Records from a collection:

- - - - - - -

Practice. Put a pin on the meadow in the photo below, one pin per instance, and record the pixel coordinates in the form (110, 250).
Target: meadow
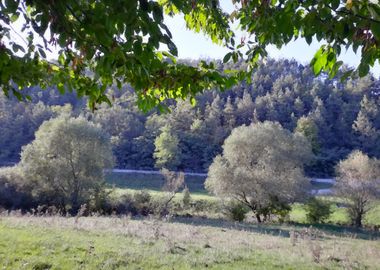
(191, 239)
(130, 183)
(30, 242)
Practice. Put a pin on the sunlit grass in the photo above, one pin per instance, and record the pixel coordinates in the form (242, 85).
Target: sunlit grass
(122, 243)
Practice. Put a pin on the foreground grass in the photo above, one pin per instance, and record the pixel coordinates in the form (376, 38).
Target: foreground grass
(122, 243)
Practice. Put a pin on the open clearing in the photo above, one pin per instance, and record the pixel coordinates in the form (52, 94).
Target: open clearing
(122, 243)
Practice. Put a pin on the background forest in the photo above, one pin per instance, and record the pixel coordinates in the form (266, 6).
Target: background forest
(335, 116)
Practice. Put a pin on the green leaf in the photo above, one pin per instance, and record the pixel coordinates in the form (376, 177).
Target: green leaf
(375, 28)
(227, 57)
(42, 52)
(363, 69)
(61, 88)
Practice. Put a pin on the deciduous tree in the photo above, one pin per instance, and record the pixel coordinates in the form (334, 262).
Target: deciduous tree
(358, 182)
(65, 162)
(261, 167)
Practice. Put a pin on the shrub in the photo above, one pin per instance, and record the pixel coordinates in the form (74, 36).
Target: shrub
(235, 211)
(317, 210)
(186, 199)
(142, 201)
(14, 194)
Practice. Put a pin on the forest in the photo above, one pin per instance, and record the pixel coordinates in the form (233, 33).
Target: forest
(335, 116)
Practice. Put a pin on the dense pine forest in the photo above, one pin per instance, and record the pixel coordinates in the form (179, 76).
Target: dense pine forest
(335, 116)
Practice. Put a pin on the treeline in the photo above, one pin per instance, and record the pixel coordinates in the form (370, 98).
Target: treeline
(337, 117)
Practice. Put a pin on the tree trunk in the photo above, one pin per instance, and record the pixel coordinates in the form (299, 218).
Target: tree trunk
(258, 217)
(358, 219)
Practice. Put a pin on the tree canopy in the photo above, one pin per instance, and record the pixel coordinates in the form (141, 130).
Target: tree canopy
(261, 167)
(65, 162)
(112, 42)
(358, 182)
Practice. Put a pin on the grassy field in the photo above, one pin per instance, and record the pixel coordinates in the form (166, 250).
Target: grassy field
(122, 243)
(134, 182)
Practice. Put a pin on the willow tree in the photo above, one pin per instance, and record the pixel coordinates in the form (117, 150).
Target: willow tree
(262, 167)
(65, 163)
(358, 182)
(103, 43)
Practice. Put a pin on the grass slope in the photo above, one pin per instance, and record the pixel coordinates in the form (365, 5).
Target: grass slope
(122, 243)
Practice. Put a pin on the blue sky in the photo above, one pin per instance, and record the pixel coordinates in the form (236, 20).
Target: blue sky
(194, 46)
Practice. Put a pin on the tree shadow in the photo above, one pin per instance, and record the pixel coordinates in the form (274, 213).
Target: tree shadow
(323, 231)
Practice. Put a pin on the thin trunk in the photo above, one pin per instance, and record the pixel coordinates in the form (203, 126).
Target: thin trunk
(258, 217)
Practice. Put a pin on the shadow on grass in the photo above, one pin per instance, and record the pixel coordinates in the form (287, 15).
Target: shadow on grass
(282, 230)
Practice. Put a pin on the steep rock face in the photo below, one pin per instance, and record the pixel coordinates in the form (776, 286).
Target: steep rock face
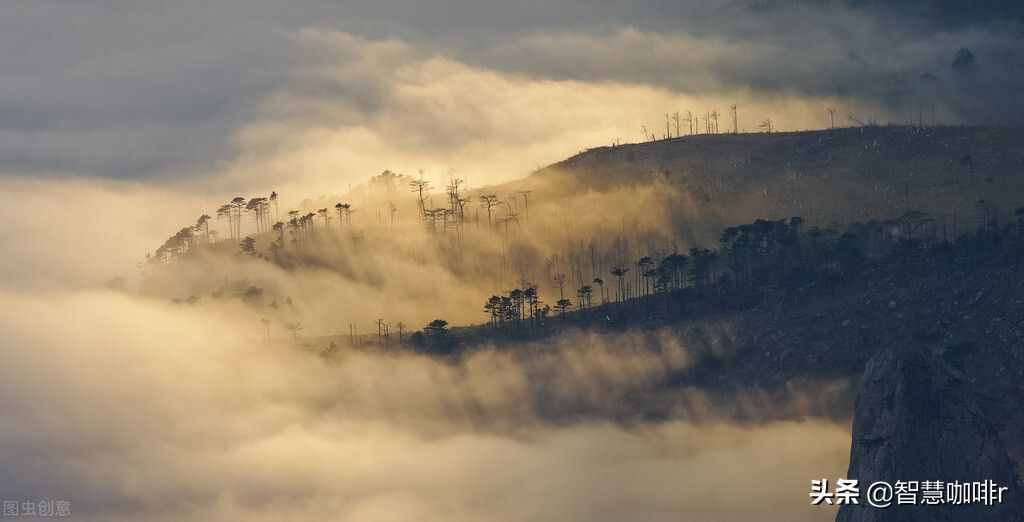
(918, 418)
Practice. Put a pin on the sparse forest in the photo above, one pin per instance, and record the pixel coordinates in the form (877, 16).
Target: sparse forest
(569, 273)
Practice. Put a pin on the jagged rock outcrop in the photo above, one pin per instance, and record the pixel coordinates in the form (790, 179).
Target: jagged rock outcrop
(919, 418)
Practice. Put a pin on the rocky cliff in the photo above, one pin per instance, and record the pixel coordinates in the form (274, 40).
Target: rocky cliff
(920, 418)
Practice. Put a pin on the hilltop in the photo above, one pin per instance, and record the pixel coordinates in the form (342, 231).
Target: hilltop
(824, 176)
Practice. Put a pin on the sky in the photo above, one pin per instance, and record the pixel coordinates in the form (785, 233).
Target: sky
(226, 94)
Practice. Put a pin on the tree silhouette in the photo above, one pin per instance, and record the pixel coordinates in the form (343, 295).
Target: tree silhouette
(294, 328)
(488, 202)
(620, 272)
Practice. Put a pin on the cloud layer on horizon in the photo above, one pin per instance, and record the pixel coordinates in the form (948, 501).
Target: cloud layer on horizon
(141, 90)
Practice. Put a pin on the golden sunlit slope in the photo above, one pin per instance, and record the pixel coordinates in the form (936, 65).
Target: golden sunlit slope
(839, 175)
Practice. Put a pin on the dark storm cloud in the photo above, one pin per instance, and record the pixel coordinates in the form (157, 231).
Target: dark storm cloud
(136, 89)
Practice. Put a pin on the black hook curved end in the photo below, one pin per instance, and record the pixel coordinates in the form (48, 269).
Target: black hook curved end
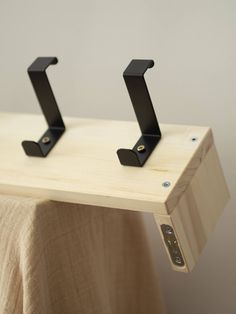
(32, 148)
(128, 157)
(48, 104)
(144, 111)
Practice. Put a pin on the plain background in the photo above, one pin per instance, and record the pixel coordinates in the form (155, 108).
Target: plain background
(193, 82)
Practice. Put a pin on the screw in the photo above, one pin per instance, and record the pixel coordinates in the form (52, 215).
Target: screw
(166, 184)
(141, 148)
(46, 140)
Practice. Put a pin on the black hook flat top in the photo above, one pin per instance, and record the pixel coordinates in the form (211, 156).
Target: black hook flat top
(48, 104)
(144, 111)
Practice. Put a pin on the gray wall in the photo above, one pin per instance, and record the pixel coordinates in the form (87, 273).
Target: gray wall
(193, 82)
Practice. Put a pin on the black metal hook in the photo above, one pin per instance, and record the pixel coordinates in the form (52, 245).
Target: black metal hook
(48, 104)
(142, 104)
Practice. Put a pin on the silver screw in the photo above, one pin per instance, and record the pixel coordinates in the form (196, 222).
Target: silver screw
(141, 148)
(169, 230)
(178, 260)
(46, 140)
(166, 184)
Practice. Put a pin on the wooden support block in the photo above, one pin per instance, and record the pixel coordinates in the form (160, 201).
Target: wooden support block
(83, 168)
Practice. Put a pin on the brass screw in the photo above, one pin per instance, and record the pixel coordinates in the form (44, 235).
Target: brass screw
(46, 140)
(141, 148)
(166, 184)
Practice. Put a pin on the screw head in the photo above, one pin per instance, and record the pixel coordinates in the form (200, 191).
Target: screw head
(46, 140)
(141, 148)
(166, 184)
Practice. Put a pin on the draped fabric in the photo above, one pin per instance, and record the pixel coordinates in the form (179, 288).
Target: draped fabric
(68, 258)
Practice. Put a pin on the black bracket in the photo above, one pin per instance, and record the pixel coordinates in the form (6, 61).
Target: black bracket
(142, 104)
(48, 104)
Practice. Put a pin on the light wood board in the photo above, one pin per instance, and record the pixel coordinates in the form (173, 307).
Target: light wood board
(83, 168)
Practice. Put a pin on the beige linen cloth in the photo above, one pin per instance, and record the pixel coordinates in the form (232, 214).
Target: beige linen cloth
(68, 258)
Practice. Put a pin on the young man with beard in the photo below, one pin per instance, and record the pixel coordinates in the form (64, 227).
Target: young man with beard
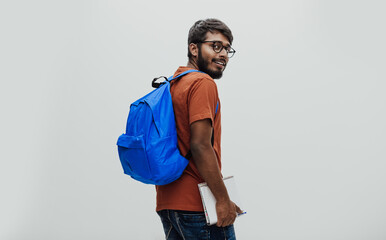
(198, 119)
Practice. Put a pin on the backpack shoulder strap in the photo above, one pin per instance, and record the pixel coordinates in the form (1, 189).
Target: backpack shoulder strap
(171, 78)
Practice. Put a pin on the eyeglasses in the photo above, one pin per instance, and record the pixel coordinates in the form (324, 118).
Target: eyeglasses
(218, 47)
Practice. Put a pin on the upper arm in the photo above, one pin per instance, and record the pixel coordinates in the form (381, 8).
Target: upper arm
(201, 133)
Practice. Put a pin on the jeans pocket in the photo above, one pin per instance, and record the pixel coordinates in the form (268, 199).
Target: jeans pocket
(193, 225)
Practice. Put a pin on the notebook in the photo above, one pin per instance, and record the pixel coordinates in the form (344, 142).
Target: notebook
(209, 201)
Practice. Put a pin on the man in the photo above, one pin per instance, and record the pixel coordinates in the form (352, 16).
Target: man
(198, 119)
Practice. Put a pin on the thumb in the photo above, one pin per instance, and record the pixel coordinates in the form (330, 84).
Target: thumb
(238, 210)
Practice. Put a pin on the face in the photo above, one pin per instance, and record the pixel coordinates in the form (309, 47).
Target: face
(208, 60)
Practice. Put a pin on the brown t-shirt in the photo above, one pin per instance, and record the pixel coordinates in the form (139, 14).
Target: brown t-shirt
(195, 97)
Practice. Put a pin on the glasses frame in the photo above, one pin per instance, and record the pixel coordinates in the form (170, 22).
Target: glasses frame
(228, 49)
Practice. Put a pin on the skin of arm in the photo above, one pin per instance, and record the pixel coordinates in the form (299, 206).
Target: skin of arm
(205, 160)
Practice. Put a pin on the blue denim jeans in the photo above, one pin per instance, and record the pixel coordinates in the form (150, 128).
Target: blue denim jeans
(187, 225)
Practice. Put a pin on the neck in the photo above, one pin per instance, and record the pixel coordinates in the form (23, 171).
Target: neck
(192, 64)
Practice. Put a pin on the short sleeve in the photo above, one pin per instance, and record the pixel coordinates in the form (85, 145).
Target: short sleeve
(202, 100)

- - - - - - -

TASK DESCRIPTION> From the records above, give again exactly the lines running from the line with "Practice. Put a pin on the wooden" to the line with "Practice. Put a pin on the draped", inclusive.

TASK RESPONSE>
Practice. Put a pin on the wooden support block in the photo above, one pin per instance, and record the pixel coordinates in the form (160, 201).
Target: wooden support block
(83, 168)
Practice. Put a pin on the brass screw in the photo above, one pin per instance, and record the pixel coordinates in the form (44, 235).
Target: brass screw
(46, 140)
(141, 148)
(166, 184)
Practice. Put a pin on the screw head in the photo above, one pin per instance, and record the pixel coordinates in the form (200, 191).
Target: screw head
(46, 140)
(141, 148)
(166, 184)
Practice. Put a pin on the draped fabric in the photo above, one pin per instance, and record the pixel coordinates in the form (179, 288).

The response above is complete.